** Start Data for this exercise **
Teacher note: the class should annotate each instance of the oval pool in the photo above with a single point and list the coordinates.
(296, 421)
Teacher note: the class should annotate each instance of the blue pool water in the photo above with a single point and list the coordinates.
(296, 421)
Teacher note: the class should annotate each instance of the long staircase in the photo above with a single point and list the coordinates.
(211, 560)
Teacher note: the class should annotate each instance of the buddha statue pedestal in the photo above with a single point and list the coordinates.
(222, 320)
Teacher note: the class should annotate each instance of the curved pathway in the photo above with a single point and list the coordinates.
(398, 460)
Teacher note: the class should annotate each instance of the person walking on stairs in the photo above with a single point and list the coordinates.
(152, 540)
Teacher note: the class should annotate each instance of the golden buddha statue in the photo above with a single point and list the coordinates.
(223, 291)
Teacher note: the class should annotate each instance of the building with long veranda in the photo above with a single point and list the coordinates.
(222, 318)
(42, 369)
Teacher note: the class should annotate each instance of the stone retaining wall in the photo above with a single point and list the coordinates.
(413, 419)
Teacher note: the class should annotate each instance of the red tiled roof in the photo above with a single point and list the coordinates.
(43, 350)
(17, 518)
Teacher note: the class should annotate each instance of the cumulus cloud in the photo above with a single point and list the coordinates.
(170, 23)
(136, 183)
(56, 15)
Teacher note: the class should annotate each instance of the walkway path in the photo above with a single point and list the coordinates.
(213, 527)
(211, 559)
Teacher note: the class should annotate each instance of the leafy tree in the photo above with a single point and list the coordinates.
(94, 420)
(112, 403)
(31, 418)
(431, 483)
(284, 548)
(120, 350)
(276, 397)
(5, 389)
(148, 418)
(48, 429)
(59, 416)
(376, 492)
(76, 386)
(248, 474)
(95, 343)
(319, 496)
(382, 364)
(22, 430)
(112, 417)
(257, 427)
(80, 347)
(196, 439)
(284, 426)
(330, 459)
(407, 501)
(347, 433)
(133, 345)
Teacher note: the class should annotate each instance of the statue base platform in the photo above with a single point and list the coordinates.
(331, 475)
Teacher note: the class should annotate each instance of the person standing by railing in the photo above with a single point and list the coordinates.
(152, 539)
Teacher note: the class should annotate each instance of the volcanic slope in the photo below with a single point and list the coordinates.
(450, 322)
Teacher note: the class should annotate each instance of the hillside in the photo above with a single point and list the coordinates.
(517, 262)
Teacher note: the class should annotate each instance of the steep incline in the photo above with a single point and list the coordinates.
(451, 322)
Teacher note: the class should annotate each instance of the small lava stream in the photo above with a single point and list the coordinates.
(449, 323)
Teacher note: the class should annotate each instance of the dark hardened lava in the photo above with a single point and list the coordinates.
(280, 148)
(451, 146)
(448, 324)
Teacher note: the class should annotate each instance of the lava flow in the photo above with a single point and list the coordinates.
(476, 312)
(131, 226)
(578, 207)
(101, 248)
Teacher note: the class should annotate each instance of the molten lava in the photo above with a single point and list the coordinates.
** End Data for this exercise **
◆ Problem statement
Type out all of the material again, word for word.

◆ Response to this task
Teacher note: the class should annotate each instance of the oval pool in the photo above with a single point and list the coordinates.
(296, 421)
Teacher note: the class should annotate each instance of the blue pool water in the photo above with a single point and list the coordinates.
(296, 421)
Teacher note: the class should annotate each instance of the long staircase in the photo above with a single point and list the coordinates.
(211, 560)
Teacher note: the class should annotate each instance of the buddha statue pedestal in the photo above with a single point and list the coordinates.
(222, 320)
Teacher note: the class should annotate each instance of the curved pathway in the photo above with a single point and list the coordinates.
(398, 460)
Teacher note: the class should annotate each instance of the person walking on stairs in the photo above with a single point and list the coordinates.
(152, 540)
Teacher note: the class should annotate each instance of the golden buddha statue in the photo above with a single point and list the coordinates.
(223, 291)
Teacher note: the class should annotate each instance of the building with long veranda in the photo above with a single point and list the coordinates.
(222, 318)
(42, 369)
Teacher note: the class should annotate each instance of the stone retaining wall in the photo above with a single point and list the coordinates.
(413, 419)
Teacher note: the class should annotate each instance of the red tiled roof in the photo above with a single point and list the coordinates.
(43, 350)
(17, 518)
Teacher note: the class should annotate each instance of the cumulus cloud in the photo above with a single point and list the coordinates.
(170, 23)
(136, 183)
(56, 15)
Teacher note: the class should annotate each instance of the walkway path in the photo above with a single point and list the coordinates.
(213, 527)
(211, 559)
Teacher note: the class should annotate each instance of the leafy tree in the photo above with a single point and list the coordinates.
(94, 420)
(112, 403)
(31, 418)
(431, 483)
(284, 548)
(120, 350)
(276, 397)
(5, 389)
(148, 418)
(48, 429)
(59, 416)
(376, 492)
(76, 386)
(248, 474)
(95, 343)
(319, 496)
(382, 364)
(22, 430)
(112, 417)
(257, 427)
(80, 347)
(196, 439)
(284, 426)
(330, 459)
(407, 501)
(347, 433)
(133, 345)
Teacher note: the class should annotate each instance of the statue base platform in the photo above with a single point and list the coordinates.
(331, 475)
Teacher note: the class should annotate each instance of the person standing by railing in the photo above with a single point and list the coordinates.
(152, 539)
Teacher note: the class should annotate each instance of the volcanic slope in the photo below with a single point and list the coordinates.
(450, 322)
Teacher note: the class should annotate each instance of the hillside in the photo above with a single point and list the coordinates.
(517, 262)
Teacher note: the class should annotate each instance of the steep incline in the photo above with a single point and list the coordinates.
(451, 322)
Teacher note: the class should annotate each instance of the small lava stream in the photo above with a single point and list the coordinates.
(449, 323)
Teacher note: the class should annotate each instance of the dark hardened lava in the photo above with a single point and list the coordinates.
(280, 148)
(451, 146)
(448, 324)
Teacher note: the class should annotate each instance of the lava flow in the photo above with a single point and list the coordinates.
(476, 312)
(131, 226)
(578, 207)
(101, 248)
Teacher note: the class should annotate each instance of the molten lava in the photo above with a single point and list the coordinates.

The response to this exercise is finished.